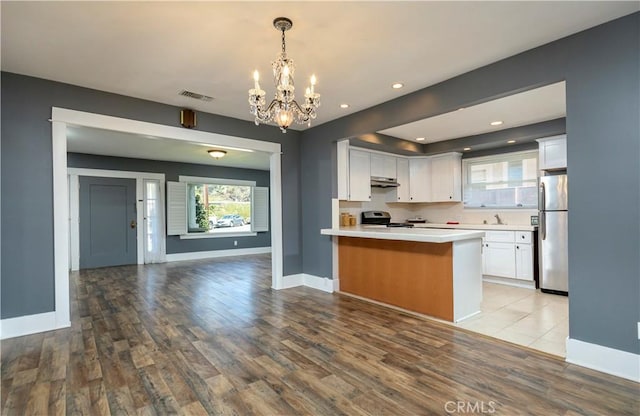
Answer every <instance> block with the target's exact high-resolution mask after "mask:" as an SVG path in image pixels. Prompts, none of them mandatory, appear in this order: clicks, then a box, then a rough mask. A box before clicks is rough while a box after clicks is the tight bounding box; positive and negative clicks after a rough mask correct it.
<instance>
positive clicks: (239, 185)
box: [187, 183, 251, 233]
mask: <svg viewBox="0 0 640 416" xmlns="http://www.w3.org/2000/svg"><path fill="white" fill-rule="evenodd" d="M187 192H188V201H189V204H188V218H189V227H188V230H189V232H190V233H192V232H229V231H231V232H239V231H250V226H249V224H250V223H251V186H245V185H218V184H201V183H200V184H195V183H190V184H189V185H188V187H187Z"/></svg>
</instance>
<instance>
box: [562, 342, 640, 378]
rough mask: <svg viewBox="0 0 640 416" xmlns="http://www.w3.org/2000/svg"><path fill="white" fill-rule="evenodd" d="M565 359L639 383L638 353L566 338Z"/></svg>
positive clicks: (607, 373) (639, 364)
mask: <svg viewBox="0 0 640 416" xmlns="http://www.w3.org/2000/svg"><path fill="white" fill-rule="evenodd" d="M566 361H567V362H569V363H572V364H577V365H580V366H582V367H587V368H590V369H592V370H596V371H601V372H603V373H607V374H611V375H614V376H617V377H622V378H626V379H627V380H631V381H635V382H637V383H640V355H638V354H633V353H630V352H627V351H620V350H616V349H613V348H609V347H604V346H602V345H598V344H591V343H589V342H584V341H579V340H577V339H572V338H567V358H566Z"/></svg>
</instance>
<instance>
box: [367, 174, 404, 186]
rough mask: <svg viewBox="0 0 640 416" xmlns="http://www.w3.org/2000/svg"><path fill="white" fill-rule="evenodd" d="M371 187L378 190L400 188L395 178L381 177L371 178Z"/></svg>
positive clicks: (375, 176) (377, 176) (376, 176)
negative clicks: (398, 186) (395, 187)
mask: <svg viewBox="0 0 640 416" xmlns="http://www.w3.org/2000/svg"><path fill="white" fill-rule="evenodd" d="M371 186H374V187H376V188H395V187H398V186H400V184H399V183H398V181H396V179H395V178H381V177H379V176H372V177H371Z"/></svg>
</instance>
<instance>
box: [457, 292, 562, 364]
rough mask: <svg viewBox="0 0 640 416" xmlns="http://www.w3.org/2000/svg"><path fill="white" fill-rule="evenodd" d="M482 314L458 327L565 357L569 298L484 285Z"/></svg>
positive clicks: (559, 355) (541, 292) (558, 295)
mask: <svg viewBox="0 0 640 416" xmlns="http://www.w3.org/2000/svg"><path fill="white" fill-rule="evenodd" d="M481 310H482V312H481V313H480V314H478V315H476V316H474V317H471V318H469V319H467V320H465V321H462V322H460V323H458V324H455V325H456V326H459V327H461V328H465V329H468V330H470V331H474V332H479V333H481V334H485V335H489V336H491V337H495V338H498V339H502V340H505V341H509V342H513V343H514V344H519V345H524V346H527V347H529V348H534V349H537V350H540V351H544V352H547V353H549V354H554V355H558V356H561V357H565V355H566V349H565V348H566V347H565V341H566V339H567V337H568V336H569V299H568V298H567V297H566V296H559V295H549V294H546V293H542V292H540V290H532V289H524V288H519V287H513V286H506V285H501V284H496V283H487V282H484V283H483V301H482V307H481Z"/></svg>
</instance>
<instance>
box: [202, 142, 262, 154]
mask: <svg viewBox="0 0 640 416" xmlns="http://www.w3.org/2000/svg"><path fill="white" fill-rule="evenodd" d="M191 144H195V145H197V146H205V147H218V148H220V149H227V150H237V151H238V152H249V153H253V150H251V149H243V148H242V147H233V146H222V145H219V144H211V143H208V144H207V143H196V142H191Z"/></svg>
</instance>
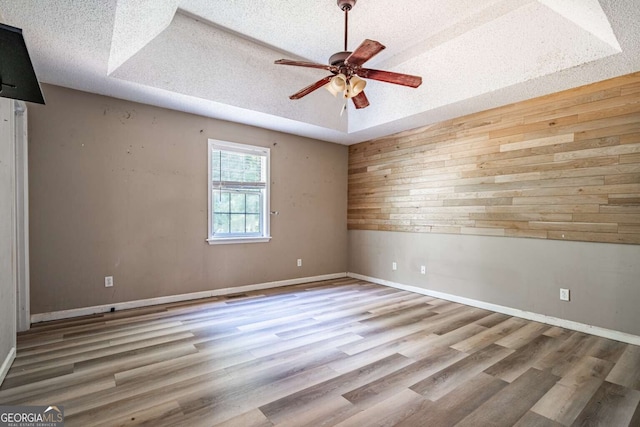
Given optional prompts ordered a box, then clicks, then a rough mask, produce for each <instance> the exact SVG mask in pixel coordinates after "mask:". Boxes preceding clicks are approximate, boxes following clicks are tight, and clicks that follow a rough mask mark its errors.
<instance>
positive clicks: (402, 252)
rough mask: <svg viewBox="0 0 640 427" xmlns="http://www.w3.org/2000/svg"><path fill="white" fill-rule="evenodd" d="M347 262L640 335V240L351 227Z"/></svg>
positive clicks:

- _WHAT YOU SHOULD DO_
Reproduce the material above in full and without alteration, but skip all pictures.

- _RESPONSE TO THE EXERCISE_
Answer every <instance> block with the target's exact high-resolution mask after "mask:" as an SVG path in image pixels. Prompts, none of them mandatory, appear in this order: clicks, then a box, then a rough mask. A box before clicks is rough while a box after clicks is the tight bounding box; positive and negative clicks after a rough mask correct it.
<instance>
positive clicks: (239, 185)
box: [187, 183, 251, 233]
mask: <svg viewBox="0 0 640 416" xmlns="http://www.w3.org/2000/svg"><path fill="white" fill-rule="evenodd" d="M187 192H188V201H189V204H188V218H189V227H188V230H189V232H190V233H192V232H229V231H231V232H239V231H250V226H249V224H250V223H251V186H245V185H218V184H201V183H200V184H195V183H190V184H189V185H188V187H187Z"/></svg>
</instance>
<instance>
box: [562, 342, 640, 378]
rough mask: <svg viewBox="0 0 640 416" xmlns="http://www.w3.org/2000/svg"><path fill="white" fill-rule="evenodd" d="M565 359L639 383L638 353L566 338Z"/></svg>
positive clicks: (607, 373) (639, 364)
mask: <svg viewBox="0 0 640 416" xmlns="http://www.w3.org/2000/svg"><path fill="white" fill-rule="evenodd" d="M566 361H567V362H569V363H572V364H577V365H580V366H582V367H587V368H590V369H592V370H596V371H601V372H603V373H607V374H611V375H614V376H617V377H622V378H626V379H627V380H631V381H635V382H637V383H640V355H638V354H633V353H630V352H627V351H620V350H616V349H613V348H609V347H604V346H602V345H598V344H591V343H589V342H584V341H579V340H577V339H572V338H567V358H566Z"/></svg>
</instance>
<instance>
box: [367, 174, 404, 186]
rough mask: <svg viewBox="0 0 640 416" xmlns="http://www.w3.org/2000/svg"><path fill="white" fill-rule="evenodd" d="M371 187L378 190L400 188L395 178L381 177L371 178Z"/></svg>
positive clicks: (375, 176) (377, 176) (376, 176)
negative clicks: (398, 186) (395, 187)
mask: <svg viewBox="0 0 640 416" xmlns="http://www.w3.org/2000/svg"><path fill="white" fill-rule="evenodd" d="M371 186H374V187H376V188H395V187H398V186H400V184H399V183H398V181H396V179H395V178H381V177H379V176H372V177H371Z"/></svg>
</instance>
<instance>
box: [457, 292, 562, 364]
rough mask: <svg viewBox="0 0 640 416" xmlns="http://www.w3.org/2000/svg"><path fill="white" fill-rule="evenodd" d="M482 314L458 327L565 357L569 298L484 285Z"/></svg>
positive clicks: (559, 355) (541, 292) (558, 295)
mask: <svg viewBox="0 0 640 416" xmlns="http://www.w3.org/2000/svg"><path fill="white" fill-rule="evenodd" d="M481 310H482V312H481V313H480V314H478V315H476V316H474V317H471V318H469V319H467V320H465V321H462V322H460V323H458V324H455V325H456V326H459V327H461V328H465V329H468V330H470V331H474V332H479V333H481V334H485V335H489V336H491V337H495V338H498V339H502V340H505V341H509V342H513V343H514V344H519V345H524V346H527V347H529V348H534V349H537V350H540V351H544V352H547V353H549V354H554V355H558V356H561V357H565V355H566V349H565V348H566V347H565V341H566V339H567V337H568V336H569V299H568V298H567V297H566V296H559V295H549V294H546V293H542V292H540V290H532V289H524V288H519V287H513V286H506V285H501V284H496V283H487V282H484V283H483V301H482V307H481Z"/></svg>
</instance>
<instance>
box: [202, 142, 262, 154]
mask: <svg viewBox="0 0 640 416" xmlns="http://www.w3.org/2000/svg"><path fill="white" fill-rule="evenodd" d="M191 144H195V145H197V146H205V147H218V148H220V149H227V150H237V151H238V152H249V153H253V150H251V149H243V148H242V147H233V146H222V145H219V144H211V143H208V144H207V143H196V142H191Z"/></svg>
</instance>
Given optional prompts ordered a box, then clicks, then a rough mask, produce for each <instance> the exact SVG mask in pixel coordinates after "mask:". Boxes preceding clicks are approximate, boxes following clicks are tight, and clicks that follow a rough mask mark its errors.
<instance>
positive clicks: (402, 252)
rough mask: <svg viewBox="0 0 640 427" xmlns="http://www.w3.org/2000/svg"><path fill="white" fill-rule="evenodd" d="M347 262L640 335V240L351 227Z"/></svg>
positive clicks:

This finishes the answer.